» Zadanie do wykonania 1
Proszę policzyć wiersze zestawienia, które zawierają słowo "woman", z uwzględnieniem wielkości liter, i podać wyłącznie tę liczbę.

Podzieleni. UnWholly
Drugi tom serii "Podzieleni" przypomina kontynuację "Kosiarzy". W obu seriach Neal Shusterman zakończył pierwszy tom z przytupem, by w kolejnym początkowo porzucić głównych bohaterów i skupić się na wpływie konsekwencji ich działania na świat i innych. W "UnWholly" w początkowych rozdziałach poznajemy nowych bohaterów - "boćka", czyli dziecko-podrzutka, które nigdy nie zaznało miłości ze strony przyszywanych rodziców; dziesięcinę, zaślepioną misją poświęcenia swego życia bardziej niż Lev oraz wariację na temat potwora Frankensteina - istoty stworzonej z części innych ludzi. Shusterman powtarza także znane chociażby z "Kosiarzy" zabiegi przeplatania rozdziałów fragmentami medialnych kampanii - w tym przypadku dotyczących rozszczepienia. Te podobieństwa w strukturze i zabiegach do "Kosiarzy" nie odbierają oryginalności "Podzielonym" - zarysowują jednak pewien charakterystyczny styl Shustermana.
Rozpoczęcie drugiego tomu od wprowadzenia nowych postaci i za ich pomocą ukazania, co się zmieniło/co pozostało takie samo może być powodem czytelniczej frustracji. Wydłuża to powrót do poznanych w pierwszym tomie bohaterów, a pewne podobieństwa do nowych postaci mogą powodować uczucie "powtórki z rozrywki". Ja jednak bardzo to doceniam - po dystopiach nie oczekuję jedynie historii jednostek; równie interesujący, co opowieść o Risie, Connorze i Levie, czyli dzieciakach z pierwszego tomu, jest przedstawiony dystopijny świat. Przyszłość po ideologicznym konflikcie, w której władze doszły do kompromisu: ochrony życia od poczęcia do 13 roku życia i pozostawienia możliwości dokonania "aborcji wstecznej". Nastolatek nie spełnił oczekiwań rodziców, sprawia kłopoty? Póki nie skończy 18 lat można wyrazić zgodę na jego rozszczepienie - co ma być jednocześnie szczytnym celem: w wyniku rozszczepienia każdy element ciała nastolatka może zostać przeszczepiony -w założeniu - osobom potrzebującym. Jak możecie się jednak domyśleć, w tym świecie istnieją nadużycia, które świetnie oddaje drugi tom.

» Przechowywane pozycje zbioru danych
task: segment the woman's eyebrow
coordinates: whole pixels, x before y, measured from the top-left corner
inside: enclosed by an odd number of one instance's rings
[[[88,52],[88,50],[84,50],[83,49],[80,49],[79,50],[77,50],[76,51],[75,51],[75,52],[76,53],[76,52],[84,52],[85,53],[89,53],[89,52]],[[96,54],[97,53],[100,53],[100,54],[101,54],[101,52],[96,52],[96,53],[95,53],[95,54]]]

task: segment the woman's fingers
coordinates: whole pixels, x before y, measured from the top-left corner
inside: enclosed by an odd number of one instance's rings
* * *
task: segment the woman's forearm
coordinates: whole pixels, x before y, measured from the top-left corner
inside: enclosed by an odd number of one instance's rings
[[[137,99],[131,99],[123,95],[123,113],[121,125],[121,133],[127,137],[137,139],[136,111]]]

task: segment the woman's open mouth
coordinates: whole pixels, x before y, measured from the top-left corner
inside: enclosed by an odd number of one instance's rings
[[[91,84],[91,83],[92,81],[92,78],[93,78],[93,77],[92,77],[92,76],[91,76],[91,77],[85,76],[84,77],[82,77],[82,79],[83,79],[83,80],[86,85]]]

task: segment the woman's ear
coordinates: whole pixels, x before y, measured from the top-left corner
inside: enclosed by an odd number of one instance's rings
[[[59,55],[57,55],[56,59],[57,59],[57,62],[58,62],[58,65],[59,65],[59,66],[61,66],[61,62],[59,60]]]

» Zadanie do wykonania 2
Proszę wymienić z imienia wszystkich bohaterów pierwszego tomu, których przywołuje powyższa recenzja.

» Odpowiedź do zadania 1
5

» Odpowiedź do zadania 2
Risa, Connor, Lev